(AVAILABLE RECORDS)

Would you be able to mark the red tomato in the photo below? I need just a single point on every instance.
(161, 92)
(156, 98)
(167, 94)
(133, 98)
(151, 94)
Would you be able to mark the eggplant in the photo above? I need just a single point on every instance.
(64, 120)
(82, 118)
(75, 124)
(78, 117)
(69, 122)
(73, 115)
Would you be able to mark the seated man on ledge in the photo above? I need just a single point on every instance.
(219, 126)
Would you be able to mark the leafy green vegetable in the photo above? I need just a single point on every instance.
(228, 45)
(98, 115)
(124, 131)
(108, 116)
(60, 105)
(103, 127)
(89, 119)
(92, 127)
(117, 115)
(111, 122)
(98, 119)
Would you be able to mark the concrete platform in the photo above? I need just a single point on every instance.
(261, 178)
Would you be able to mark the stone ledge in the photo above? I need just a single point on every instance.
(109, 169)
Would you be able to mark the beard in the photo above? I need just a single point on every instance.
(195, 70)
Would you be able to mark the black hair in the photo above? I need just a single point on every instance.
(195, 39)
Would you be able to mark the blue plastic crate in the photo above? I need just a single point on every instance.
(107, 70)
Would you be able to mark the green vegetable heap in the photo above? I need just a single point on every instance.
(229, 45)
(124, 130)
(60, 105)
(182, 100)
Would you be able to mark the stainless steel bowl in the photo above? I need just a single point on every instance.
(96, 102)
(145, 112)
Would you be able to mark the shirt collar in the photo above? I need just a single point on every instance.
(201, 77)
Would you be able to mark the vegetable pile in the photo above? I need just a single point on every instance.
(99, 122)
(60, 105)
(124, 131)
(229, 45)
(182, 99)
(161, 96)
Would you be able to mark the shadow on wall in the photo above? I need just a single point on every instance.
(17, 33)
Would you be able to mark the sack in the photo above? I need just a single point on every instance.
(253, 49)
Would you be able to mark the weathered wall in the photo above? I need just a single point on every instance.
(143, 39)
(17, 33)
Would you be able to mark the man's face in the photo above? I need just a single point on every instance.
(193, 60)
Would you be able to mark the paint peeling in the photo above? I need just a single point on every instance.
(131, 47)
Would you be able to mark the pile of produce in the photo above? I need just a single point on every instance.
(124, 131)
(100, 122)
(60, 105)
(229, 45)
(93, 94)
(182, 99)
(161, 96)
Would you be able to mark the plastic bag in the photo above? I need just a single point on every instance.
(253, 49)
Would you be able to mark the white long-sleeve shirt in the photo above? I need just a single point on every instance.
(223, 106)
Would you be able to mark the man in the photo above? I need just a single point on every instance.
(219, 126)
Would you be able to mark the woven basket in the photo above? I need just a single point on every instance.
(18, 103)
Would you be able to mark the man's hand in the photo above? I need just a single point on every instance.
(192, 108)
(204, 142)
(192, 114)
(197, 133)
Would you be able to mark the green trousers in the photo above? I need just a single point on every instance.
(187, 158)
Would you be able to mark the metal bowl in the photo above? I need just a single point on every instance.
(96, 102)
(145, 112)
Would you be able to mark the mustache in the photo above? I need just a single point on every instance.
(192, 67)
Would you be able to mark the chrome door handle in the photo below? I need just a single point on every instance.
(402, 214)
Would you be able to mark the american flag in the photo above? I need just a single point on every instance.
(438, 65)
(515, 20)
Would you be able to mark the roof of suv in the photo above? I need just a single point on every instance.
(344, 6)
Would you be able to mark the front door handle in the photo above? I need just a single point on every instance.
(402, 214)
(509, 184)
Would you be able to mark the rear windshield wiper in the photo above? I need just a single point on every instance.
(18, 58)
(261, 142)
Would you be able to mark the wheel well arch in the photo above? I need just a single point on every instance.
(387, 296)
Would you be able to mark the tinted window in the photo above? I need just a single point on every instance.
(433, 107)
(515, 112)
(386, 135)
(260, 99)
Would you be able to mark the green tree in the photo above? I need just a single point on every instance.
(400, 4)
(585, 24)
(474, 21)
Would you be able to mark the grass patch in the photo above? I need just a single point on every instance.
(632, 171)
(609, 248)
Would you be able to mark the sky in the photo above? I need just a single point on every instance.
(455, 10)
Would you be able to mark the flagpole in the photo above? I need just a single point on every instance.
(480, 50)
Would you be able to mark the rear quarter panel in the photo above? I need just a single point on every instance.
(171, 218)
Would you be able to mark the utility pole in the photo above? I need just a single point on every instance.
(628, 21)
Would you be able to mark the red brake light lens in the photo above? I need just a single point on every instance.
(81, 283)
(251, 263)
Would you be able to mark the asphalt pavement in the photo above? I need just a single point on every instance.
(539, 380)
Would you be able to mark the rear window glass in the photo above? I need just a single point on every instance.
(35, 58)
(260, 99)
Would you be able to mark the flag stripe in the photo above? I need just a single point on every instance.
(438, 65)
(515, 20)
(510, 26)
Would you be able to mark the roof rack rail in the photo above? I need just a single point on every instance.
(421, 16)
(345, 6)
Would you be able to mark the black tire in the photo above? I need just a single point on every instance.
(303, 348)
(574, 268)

(End AVAILABLE RECORDS)

#### EXERCISE OBJECTIVE
When the entries above are retyped, each line must stay exactly as it is.

#### RESPONSE TO THE TASK
Would you be able to mark the red tomato in the photo below? I need just a single point on every instance.
(161, 92)
(156, 98)
(167, 94)
(133, 98)
(151, 94)
Would you be able to mark the eggplant in the photo above? I need just a single point on every instance.
(64, 120)
(82, 118)
(75, 124)
(78, 117)
(69, 122)
(73, 115)
Would you be able to mark the seated man on ledge in the photo above? I need just a single point on every instance.
(219, 126)
Would you be able to mark the leafy green vegetable in the photo above? I need just a single point on every instance.
(228, 45)
(98, 115)
(124, 131)
(108, 116)
(60, 105)
(103, 127)
(89, 119)
(92, 127)
(117, 115)
(111, 122)
(98, 119)
Would you be able to mark the concrete platform in the photo above? I need just a single point on every instance.
(261, 178)
Would you be able to mark the stone ledge in the photo above? I need just a single point on every instance.
(109, 169)
Would you be able to mark the beard in the photo above? I need just a single point on every instance.
(195, 70)
Would you be able to mark the black hair in the photo above? I need just a single point on every instance.
(195, 39)
Would you be able to mark the blue plastic crate in the photo above? I need just a single point on every instance.
(107, 70)
Would you be able to mark the green vegetable heap in the photo above? I need just a single point on every instance.
(229, 45)
(124, 130)
(60, 105)
(182, 100)
Would you be able to mark the stainless steel bowl in the photo above? I need just a single point on every instance.
(96, 102)
(145, 112)
Would you be able to mark the shirt collar in the photo above? I need just a single point on every instance.
(201, 77)
Would you be able to mark the vegetable pile in the photo above? I need just a single point on every instance.
(99, 122)
(60, 105)
(124, 131)
(229, 45)
(182, 99)
(161, 96)
Would you be able to mark the shadow on wall in the photo above? I need just a single point on every instance.
(17, 33)
Would you be able to mark the sack in the photo above? I need just a single point on every instance.
(253, 49)
Would you be able to mark the weathered wall in the photo above? I need just a single point on every instance.
(143, 39)
(17, 33)
Would you be able to mark the man's face in the photo above? I need just a single point on every instance.
(193, 60)
Would you be able to mark the paint peeling in the photo above? I need just a single point on every instance.
(131, 47)
Would you be able to mark the pile of produce in the photo above? I need just a single point on every instance.
(124, 131)
(100, 122)
(60, 105)
(229, 45)
(93, 94)
(182, 99)
(161, 96)
Would you be able to mark the plastic bag in the photo above? I need just a single point on every instance.
(253, 49)
Would you be able to mark the white long-sleeve shirt in the photo above? I need just a single point on every instance.
(223, 106)
Would you be able to mark the man in the photo above? I need just a single point on every instance.
(219, 126)
Would you be able to mark the woven basket in the photo above? I need just a single point on every instance.
(18, 103)
Would you be able to mark the man's hand in the photo above? I need just a single point on every instance.
(192, 108)
(204, 142)
(192, 114)
(197, 133)
Would you be able to mark the green trousers in the photo above? I need just a single point on every instance.
(187, 158)
Would you be able to mark the metal bowl in the photo above? I need just a single point on every instance.
(96, 102)
(145, 112)
Would you be able to mark the mustache in the photo above? I need just a single point on every instance.
(192, 67)
Would you be able to mark the chrome door handle in the photo below? I need just a single point on every instance.
(402, 214)
Would you be able to mark the american flag in the photo above? I need just a single point on every instance.
(438, 65)
(515, 20)
Would you be able to mark the roof of suv in the photo above? I need just a single point on every instance.
(344, 6)
Would you be able to mark the front door handle in the photo above? I need just a single point on every instance.
(402, 214)
(509, 184)
Would you be able to mark the rear windshield wiper in the photo above? I need just a single point on every instance.
(18, 58)
(261, 142)
Would you be able to mark the wheel well arch in the photo above? I need just a single point on every instance.
(387, 296)
Would you be able to mark the tinted window in the photo above? I need just a single point on every instance.
(433, 107)
(515, 112)
(386, 135)
(260, 99)
Would you be able to mark the green tree in the photo above? I need just a single point on every instance.
(400, 4)
(585, 24)
(474, 21)
Would you be able to mark the grass patch in the photo above? I need just a single point on every instance.
(632, 171)
(609, 248)
Would you be able to mark the sky in the photo above? I need just a single point on every instance.
(455, 10)
Would you be able to mark the flagpole in the photo above? I need just a single point on every instance.
(480, 50)
Would you be able to mark the rear quarter panel in the photo above? I need just a single point on every instance.
(171, 218)
Would you be able to mark the utility pole in the photo above? I need just a single point on every instance.
(628, 21)
Would you be able to mark the red brake light lens in the photo above? I need just a single point on every instance.
(81, 283)
(251, 263)
Would you be able to mark the asphalt pavement in the photo above? I need just a single point on every instance.
(539, 380)
Would you be able to mark the rear window glass in the photo above? I need just a single point on every instance.
(35, 58)
(260, 99)
Would you be able to mark the flag stripe in the photo above? I need just a single point on every instance.
(438, 65)
(515, 20)
(510, 26)
Would you be able to mark the roof rack rail in the photo above? I need just a single point on every instance.
(421, 16)
(345, 6)
Would you be able to mark the black tire in the photo above? I need just a single point on every instance.
(303, 348)
(574, 268)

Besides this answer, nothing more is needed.